* [TASK STATEMENT]: Lines holding the string "segmentation" are the ones to copy; find them all in the data.

#####

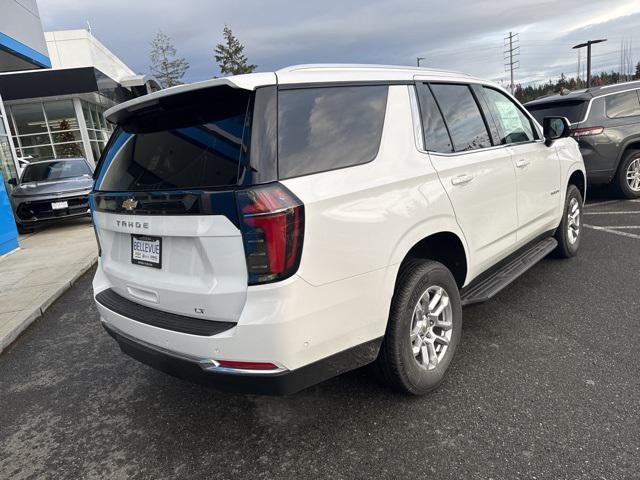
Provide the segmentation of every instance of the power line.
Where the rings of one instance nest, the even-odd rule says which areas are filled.
[[[520,45],[518,45],[519,42],[520,39],[517,33],[509,32],[509,35],[504,37],[504,67],[505,72],[511,73],[511,83],[509,84],[511,95],[513,95],[516,91],[516,86],[513,82],[513,71],[520,68]]]

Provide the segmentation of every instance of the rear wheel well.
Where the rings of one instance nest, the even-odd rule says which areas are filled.
[[[467,257],[462,241],[455,233],[441,232],[423,238],[416,243],[402,260],[400,269],[407,261],[417,258],[434,260],[449,269],[458,288],[462,288],[467,277]]]
[[[616,175],[620,171],[620,167],[622,166],[622,162],[624,162],[625,158],[633,153],[640,152],[640,141],[630,143],[629,145],[624,147],[624,150],[620,154],[620,158],[618,159],[618,165],[616,165]],[[615,181],[614,176],[614,181]]]
[[[575,185],[580,190],[580,195],[582,195],[582,201],[585,199],[585,187],[586,182],[584,179],[584,174],[580,170],[576,170],[569,177],[569,185]]]
[[[640,141],[630,143],[629,145],[624,147],[624,150],[622,151],[622,155],[620,155],[620,161],[618,163],[622,163],[622,160],[627,158],[627,155],[637,151],[640,151]]]

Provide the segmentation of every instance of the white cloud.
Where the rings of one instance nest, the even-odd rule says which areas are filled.
[[[520,79],[576,69],[575,43],[604,36],[594,69],[616,66],[640,23],[640,0],[39,0],[45,29],[83,28],[134,70],[146,72],[149,41],[170,35],[191,63],[188,80],[217,73],[213,48],[229,24],[261,70],[310,62],[425,64],[506,79],[502,39],[520,32]],[[640,42],[640,40],[639,40]],[[640,44],[639,44],[640,45]],[[640,53],[640,52],[639,52]],[[639,55],[640,56],[640,55]],[[640,60],[640,58],[637,58]]]

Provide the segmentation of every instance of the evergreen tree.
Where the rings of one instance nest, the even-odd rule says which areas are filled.
[[[76,138],[73,135],[73,132],[69,131],[70,128],[71,125],[67,120],[62,120],[60,122],[60,130],[62,131],[58,133],[59,142],[76,142]],[[58,158],[73,158],[83,156],[78,143],[62,143],[56,145],[55,148]]]
[[[176,47],[171,38],[160,30],[151,42],[151,73],[162,88],[182,85],[182,77],[189,68],[184,58],[176,58]]]
[[[599,87],[602,85],[611,85],[622,81],[622,75],[619,72],[600,72],[591,76],[591,86]],[[636,66],[636,78],[640,80],[640,62]],[[585,88],[584,80],[578,80],[576,78],[567,78],[562,74],[556,81],[549,80],[546,83],[538,85],[516,85],[515,97],[522,103],[535,100],[536,98],[544,97],[547,95],[555,95],[561,93],[564,89],[565,92],[570,90],[576,90]]]
[[[636,63],[636,74],[633,76],[634,80],[640,80],[640,62]]]
[[[231,29],[225,25],[222,31],[224,43],[219,43],[215,48],[215,57],[220,73],[223,75],[240,75],[251,73],[257,65],[248,64],[244,55],[244,45],[235,37]]]

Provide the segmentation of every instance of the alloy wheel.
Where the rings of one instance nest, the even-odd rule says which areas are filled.
[[[634,192],[640,192],[640,158],[633,160],[627,167],[627,185]]]
[[[413,309],[411,349],[418,365],[433,370],[442,361],[453,328],[451,301],[446,290],[433,285],[420,296]]]
[[[567,211],[567,238],[573,245],[580,237],[580,202],[577,198],[572,198]]]

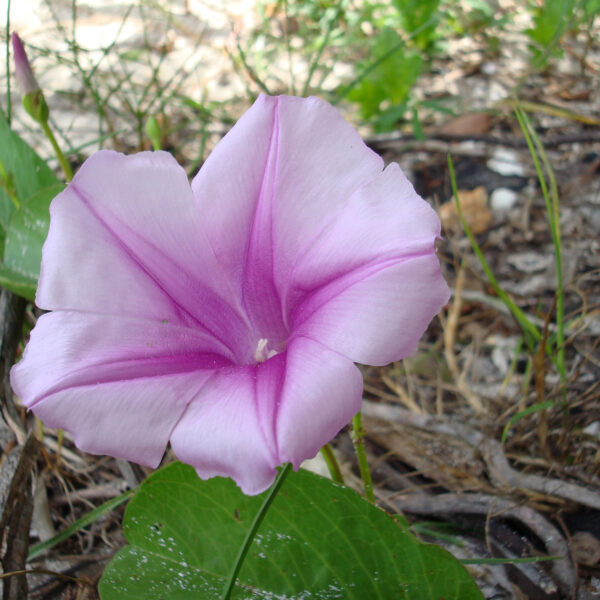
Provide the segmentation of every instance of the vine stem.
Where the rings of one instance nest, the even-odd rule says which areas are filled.
[[[362,414],[357,412],[352,419],[352,443],[354,452],[358,459],[358,468],[360,477],[363,481],[365,498],[375,504],[375,493],[373,492],[373,479],[371,478],[371,469],[367,460],[367,450],[365,448],[365,430],[362,426]]]
[[[58,158],[58,163],[60,164],[60,168],[62,172],[65,174],[65,179],[67,183],[73,179],[73,170],[71,169],[71,165],[68,163],[65,155],[60,149],[52,130],[50,129],[48,123],[46,121],[40,121],[42,126],[42,130],[44,131],[44,135],[48,138],[50,143],[52,144],[52,148],[54,149],[54,154],[56,154],[56,158]]]
[[[285,478],[289,475],[291,470],[292,470],[291,463],[286,463],[282,467],[281,471],[279,471],[279,475],[277,475],[277,479],[275,479],[275,483],[273,483],[273,485],[271,486],[271,489],[269,490],[268,494],[266,495],[266,497],[262,503],[262,506],[260,507],[260,509],[258,510],[256,515],[254,516],[254,520],[252,521],[252,524],[250,525],[250,529],[248,529],[248,533],[246,533],[244,542],[240,546],[238,555],[236,556],[235,561],[233,563],[233,567],[229,573],[229,576],[227,577],[225,588],[223,590],[223,594],[221,595],[221,600],[229,600],[231,598],[231,592],[233,591],[233,587],[235,586],[235,582],[237,580],[240,569],[242,568],[242,564],[244,563],[244,559],[246,558],[246,554],[248,554],[248,550],[250,549],[250,546],[252,545],[252,542],[254,541],[256,532],[258,531],[260,524],[263,522],[263,519],[265,518],[265,515],[267,514],[267,511],[269,510],[273,500],[275,500],[275,496],[277,496],[277,492],[283,485]]]
[[[342,475],[342,469],[340,469],[340,463],[333,452],[333,448],[331,444],[325,444],[321,448],[321,456],[325,459],[327,463],[327,468],[329,469],[329,474],[331,475],[331,479],[336,483],[344,485],[344,476]]]

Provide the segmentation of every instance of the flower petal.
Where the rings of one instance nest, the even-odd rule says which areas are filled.
[[[382,166],[317,98],[261,96],[214,149],[192,189],[211,246],[263,337],[284,335],[274,317],[298,251]]]
[[[273,415],[281,377],[275,365],[260,371],[241,366],[214,372],[171,434],[179,460],[203,479],[231,477],[245,494],[269,487],[279,462],[273,436],[263,429],[258,411],[260,402]]]
[[[298,468],[313,457],[360,410],[362,389],[362,375],[352,361],[295,336],[277,413],[280,461]]]
[[[76,446],[156,468],[171,429],[208,372],[93,383],[43,398],[34,412],[68,431]]]
[[[98,152],[50,212],[42,308],[168,319],[229,348],[248,337],[185,172],[168,153]]]
[[[275,467],[314,456],[360,409],[362,380],[348,359],[306,338],[250,367],[215,372],[171,435],[202,478],[232,477],[246,494]]]
[[[286,320],[357,362],[408,356],[448,301],[435,257],[439,232],[435,212],[390,165],[299,255]]]
[[[60,311],[40,317],[11,383],[82,450],[156,466],[188,402],[212,369],[229,364],[199,331]]]
[[[417,195],[396,163],[357,190],[335,219],[311,240],[288,273],[291,298],[312,292],[368,264],[434,254],[440,235],[435,211]]]
[[[355,362],[386,365],[415,352],[448,297],[434,254],[377,262],[308,296],[293,328]]]

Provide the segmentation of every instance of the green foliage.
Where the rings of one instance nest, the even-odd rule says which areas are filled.
[[[263,496],[175,463],[127,507],[129,546],[106,568],[102,600],[221,597]],[[402,518],[306,471],[290,473],[244,562],[233,598],[482,599],[462,565]]]
[[[586,19],[597,17],[600,13],[600,0],[583,0],[582,8]]]
[[[33,300],[48,233],[48,207],[64,185],[0,117],[0,285]]]
[[[412,86],[421,73],[421,54],[407,51],[402,38],[384,29],[372,40],[370,60],[362,63],[360,82],[348,98],[360,105],[361,116],[377,131],[389,130],[402,119]]]
[[[393,0],[398,9],[402,29],[415,45],[427,51],[436,39],[436,28],[441,15],[440,0]]]
[[[550,56],[560,53],[559,42],[575,21],[577,0],[544,0],[533,8],[533,24],[525,33],[533,41],[536,66],[544,66]]]
[[[450,13],[442,10],[440,0],[393,0],[390,7],[395,10],[386,11],[382,3],[365,4],[365,20],[374,30],[361,40],[361,45],[366,42],[369,47],[368,59],[356,61],[357,78],[343,95],[359,105],[361,116],[376,131],[393,129],[408,111],[420,135],[418,103],[410,92],[441,50]]]
[[[498,52],[498,34],[511,21],[512,16],[510,11],[499,11],[498,7],[488,0],[452,2],[446,10],[446,19],[455,34],[485,37],[487,54]]]

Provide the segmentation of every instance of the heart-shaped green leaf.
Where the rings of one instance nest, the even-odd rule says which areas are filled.
[[[103,600],[218,599],[263,496],[174,463],[151,475],[127,507],[129,541],[100,581]],[[244,562],[237,599],[481,600],[448,552],[421,543],[354,491],[291,473]]]

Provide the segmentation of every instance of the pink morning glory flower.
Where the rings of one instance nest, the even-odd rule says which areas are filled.
[[[326,102],[261,96],[191,188],[165,152],[101,151],[52,202],[11,381],[84,451],[167,443],[247,494],[360,409],[355,362],[414,352],[448,300],[440,224]]]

#####

* [REPLY TO THE TASK]:
Provide the segmentation of every instance of the power line.
Provide the segmentation of every instance of the rear wheel well.
Provide the segmentation of every instance of the white cloud.
Provide the segmentation of every instance of the evergreen tree.
Provide the segmentation of every instance of the alloy wheel.
Provide the segmentation of every instance of the vine stem.
Provide the segmentation of every instance of the flower petal.
Provide the segmentation of every instance of the green foliage.
Provide the segmentation of every instance of the heart-shaped green leaf.
Provide the segmentation of every instance of the pink morning glory flower.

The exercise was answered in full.